*JOB*: Return the records, each one exactly as written.

*RECORDS SHOWN*:
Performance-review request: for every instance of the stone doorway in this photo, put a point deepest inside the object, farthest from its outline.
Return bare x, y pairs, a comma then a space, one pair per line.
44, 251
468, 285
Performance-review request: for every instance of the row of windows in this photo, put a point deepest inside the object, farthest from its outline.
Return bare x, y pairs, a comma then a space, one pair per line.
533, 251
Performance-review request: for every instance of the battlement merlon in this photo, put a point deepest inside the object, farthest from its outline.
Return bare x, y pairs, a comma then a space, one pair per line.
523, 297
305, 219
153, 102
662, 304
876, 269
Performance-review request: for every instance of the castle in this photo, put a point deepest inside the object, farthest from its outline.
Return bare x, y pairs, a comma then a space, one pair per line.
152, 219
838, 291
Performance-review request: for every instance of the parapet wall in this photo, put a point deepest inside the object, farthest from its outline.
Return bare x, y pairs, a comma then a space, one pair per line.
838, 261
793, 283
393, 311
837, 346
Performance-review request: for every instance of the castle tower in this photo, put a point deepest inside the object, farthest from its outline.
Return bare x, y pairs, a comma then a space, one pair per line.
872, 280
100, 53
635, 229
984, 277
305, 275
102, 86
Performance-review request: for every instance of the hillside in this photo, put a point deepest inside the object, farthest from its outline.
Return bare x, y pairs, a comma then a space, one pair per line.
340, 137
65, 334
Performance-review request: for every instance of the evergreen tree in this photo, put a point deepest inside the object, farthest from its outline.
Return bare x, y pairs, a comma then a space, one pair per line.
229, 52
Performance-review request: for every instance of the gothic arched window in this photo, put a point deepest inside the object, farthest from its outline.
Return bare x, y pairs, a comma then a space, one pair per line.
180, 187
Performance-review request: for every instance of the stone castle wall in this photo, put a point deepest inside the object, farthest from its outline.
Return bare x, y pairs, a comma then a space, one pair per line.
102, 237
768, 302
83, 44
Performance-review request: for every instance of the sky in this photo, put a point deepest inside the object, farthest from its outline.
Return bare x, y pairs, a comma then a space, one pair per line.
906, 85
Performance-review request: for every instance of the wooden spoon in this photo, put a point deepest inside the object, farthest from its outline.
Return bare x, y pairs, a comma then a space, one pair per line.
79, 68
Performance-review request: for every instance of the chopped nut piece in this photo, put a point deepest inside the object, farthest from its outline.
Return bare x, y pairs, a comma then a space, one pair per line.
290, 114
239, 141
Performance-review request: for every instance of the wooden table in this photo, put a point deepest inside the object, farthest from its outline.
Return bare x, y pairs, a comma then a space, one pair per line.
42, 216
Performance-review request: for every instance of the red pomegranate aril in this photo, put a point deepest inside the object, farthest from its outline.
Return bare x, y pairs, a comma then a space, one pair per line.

*REPLY TO THE EXERCISE*:
Performance-review request: for every instance of the stone doorway in this photo, put a point deepest inside the object, farthest from its outline.
Return bare x, y pairs, a comma then a space, one pair per line.
44, 251
468, 285
Performance-review request: for every instance of the row of windows in this photo, put a point deepest inside the object, farthest from its outline.
Return bare x, y pairs, a comma then a space, one pair per line.
533, 251
Performance-review request: for every instance of the battlement merlon in this photo, put a point deepest inside the object, farthest from its outline.
Return bare x, y pairs, a comma then a space, one pair per line.
523, 297
305, 219
153, 102
662, 304
876, 269
Performance-review request: for every instance of the castle in this photo, put a point deepest inside the object, farthest from its outline.
Return bare x, y pairs, a comma then a space, one pair per line.
152, 219
838, 291
Performance-review request: for every instance of the parapet wall in this photo, put a point deepest inside the object, farthest from its outline.
Return bare x, y pairs, a comma then a space, one pair per line.
838, 261
793, 283
393, 311
837, 346
Performance-review request: for every instance of the castle tower in this photo, put a point deepest inside the object, farthest from its outline.
Return bare x, y pairs, a comma then a space, one pair per line.
872, 280
100, 53
635, 229
984, 277
305, 275
102, 86
Performance-review request: for every instance of the hillside in this photo, put a point deepest inside the object, farthest from its outline.
Return bare x, y pairs, a comma then a space, one pair per line.
340, 137
65, 334
Performance-review request: for every instance of the evergreen tree in this photo, put a point deepest inside the object, farthest from its outline.
Return bare x, y pairs, a comma then a space, one pair per line.
229, 52
Performance-review request: for every instance of the gothic arched window in this photo, put a point deepest inside the object, farthest from its outline.
Return bare x, y pairs, a comma then a space, one pair per line.
180, 187
Performance-review request: for every instance of the stone castle wall in this photo, put a point deepest inside the object, farthest from its outline.
Return bare x, y pairs, a comma then a space, one pair per line.
102, 237
768, 302
83, 44
Performance-review request: for every instance of the sky in this photo, put a point deepest inside the object, farthest from its outline.
Return bare x, y pairs, a comma then a space, one pair per line.
906, 85
Performance-review request: for every instance of the wooden spoon in this photo, put a point deepest inside the object, farthest from its outline.
Return bare x, y pairs, a comma then a space, one pair per line.
79, 68
Performance-review request: for every instance of the chopped nut piece in this photo, put a point deepest inside the object, farthest from its outline.
Return bare x, y pairs, a comma then a space, one pair per line.
290, 114
239, 141
Performance-review request: for every instance of the wooden table in this photo, put a point deepest inside the object, farthest from its outline.
Return bare x, y pairs, a comma then a space, one pair per line.
42, 216
Performance-review request: for every instance of the red pomegranate aril in this photo, put a point deepest inside the object, farthest from its outline.
Return bare x, y pairs, a comma then a space, one pair per line.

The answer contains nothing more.